Below are records; count the lines that contain "segment" and state only that count.

Start of RECORD EXCERPTS

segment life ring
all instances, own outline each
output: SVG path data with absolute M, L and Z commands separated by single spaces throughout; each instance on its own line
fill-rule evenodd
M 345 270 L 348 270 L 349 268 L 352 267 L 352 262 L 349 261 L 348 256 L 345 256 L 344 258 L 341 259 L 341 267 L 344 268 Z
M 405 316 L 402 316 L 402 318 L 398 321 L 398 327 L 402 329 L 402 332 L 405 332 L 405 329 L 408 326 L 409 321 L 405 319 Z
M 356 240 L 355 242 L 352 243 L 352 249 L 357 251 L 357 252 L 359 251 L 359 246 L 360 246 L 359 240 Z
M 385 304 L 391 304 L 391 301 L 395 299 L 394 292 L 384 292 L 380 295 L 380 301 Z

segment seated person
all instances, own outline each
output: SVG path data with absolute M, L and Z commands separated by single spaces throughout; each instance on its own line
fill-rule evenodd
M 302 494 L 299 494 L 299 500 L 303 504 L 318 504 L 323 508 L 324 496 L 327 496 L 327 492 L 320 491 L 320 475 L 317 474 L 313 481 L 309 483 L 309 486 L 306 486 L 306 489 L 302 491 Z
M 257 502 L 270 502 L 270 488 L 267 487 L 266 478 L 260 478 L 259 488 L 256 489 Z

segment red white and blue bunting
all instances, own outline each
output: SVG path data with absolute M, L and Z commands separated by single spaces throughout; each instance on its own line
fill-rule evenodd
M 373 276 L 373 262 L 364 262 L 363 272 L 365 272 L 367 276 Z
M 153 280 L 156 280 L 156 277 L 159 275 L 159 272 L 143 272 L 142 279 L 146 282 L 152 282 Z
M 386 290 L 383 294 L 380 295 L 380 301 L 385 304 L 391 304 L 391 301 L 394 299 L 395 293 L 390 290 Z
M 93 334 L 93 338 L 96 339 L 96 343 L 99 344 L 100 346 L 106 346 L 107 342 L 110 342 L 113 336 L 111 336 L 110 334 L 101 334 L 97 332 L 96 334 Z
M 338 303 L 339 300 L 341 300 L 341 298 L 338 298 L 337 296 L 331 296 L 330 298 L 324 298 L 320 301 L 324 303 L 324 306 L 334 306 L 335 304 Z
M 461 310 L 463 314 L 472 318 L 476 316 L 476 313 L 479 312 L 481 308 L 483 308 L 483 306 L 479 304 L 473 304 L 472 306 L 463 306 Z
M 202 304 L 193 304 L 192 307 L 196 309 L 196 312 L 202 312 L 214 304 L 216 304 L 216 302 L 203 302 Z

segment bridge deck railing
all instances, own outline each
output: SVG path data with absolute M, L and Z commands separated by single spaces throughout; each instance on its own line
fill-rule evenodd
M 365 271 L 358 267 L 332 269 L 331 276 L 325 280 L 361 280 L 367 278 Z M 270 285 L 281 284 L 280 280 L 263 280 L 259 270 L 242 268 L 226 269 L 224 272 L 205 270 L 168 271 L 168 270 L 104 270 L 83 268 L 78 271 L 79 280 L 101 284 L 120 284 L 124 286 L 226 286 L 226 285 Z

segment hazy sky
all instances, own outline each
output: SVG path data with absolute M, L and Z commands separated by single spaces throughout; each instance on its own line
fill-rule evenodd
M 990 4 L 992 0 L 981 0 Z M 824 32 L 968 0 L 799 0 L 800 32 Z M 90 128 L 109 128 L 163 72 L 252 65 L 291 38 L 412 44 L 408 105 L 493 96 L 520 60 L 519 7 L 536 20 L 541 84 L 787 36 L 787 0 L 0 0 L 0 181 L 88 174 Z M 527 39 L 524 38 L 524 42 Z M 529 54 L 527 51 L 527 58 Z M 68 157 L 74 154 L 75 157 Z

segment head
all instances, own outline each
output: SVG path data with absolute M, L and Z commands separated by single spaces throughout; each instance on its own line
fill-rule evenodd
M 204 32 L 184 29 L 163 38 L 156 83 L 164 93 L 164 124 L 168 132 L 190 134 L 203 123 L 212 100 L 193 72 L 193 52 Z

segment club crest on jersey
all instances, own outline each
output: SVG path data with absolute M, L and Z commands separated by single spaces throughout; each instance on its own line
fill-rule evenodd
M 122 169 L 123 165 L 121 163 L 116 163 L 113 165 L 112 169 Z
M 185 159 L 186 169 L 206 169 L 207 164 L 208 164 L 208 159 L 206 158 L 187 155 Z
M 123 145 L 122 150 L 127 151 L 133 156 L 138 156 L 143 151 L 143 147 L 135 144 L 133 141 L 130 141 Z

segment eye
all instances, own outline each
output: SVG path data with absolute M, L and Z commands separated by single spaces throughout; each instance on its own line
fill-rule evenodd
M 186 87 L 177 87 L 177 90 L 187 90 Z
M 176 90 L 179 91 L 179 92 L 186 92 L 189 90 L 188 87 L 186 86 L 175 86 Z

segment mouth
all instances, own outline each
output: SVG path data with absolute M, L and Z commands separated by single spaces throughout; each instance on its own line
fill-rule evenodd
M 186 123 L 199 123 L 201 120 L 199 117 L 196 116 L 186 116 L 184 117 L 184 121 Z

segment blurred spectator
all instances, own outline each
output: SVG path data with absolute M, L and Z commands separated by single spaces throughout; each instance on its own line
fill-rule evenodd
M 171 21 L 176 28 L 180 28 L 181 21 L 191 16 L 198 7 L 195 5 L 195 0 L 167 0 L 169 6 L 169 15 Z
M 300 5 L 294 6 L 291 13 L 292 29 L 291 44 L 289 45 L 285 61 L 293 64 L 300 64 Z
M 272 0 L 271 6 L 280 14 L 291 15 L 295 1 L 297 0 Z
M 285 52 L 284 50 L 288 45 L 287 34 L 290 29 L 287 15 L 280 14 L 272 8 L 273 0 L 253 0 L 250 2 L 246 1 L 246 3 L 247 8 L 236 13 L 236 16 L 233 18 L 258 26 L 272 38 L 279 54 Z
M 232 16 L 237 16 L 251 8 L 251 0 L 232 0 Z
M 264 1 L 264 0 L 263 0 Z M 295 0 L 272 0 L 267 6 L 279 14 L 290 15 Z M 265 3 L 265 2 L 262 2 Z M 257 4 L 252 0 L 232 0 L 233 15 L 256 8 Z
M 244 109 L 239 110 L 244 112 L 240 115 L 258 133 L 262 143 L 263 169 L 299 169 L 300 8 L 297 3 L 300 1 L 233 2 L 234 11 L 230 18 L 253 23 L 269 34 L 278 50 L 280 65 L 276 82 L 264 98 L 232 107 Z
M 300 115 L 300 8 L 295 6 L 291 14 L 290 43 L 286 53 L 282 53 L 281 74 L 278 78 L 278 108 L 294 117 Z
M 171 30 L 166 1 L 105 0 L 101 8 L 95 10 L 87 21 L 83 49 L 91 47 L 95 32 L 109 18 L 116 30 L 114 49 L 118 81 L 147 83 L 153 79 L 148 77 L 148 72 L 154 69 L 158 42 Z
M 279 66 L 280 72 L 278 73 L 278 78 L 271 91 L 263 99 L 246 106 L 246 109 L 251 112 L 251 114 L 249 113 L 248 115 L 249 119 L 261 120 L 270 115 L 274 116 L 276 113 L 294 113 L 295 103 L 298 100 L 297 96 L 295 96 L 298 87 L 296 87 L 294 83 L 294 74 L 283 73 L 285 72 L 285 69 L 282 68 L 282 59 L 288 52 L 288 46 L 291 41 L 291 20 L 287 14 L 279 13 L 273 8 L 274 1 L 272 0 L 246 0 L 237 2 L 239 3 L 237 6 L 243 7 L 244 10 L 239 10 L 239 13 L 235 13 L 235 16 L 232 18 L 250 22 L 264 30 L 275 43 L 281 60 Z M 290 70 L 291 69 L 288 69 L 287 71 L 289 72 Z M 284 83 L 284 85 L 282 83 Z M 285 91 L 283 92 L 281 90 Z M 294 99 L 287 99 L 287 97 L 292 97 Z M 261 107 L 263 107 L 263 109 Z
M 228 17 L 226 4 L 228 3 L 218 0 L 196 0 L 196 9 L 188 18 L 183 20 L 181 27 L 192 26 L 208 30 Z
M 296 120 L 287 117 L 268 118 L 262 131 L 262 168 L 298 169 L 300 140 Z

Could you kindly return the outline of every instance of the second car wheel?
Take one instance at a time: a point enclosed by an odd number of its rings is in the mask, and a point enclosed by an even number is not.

End of RECORD EXCERPTS

▶ **WRITTEN ANSWER**
10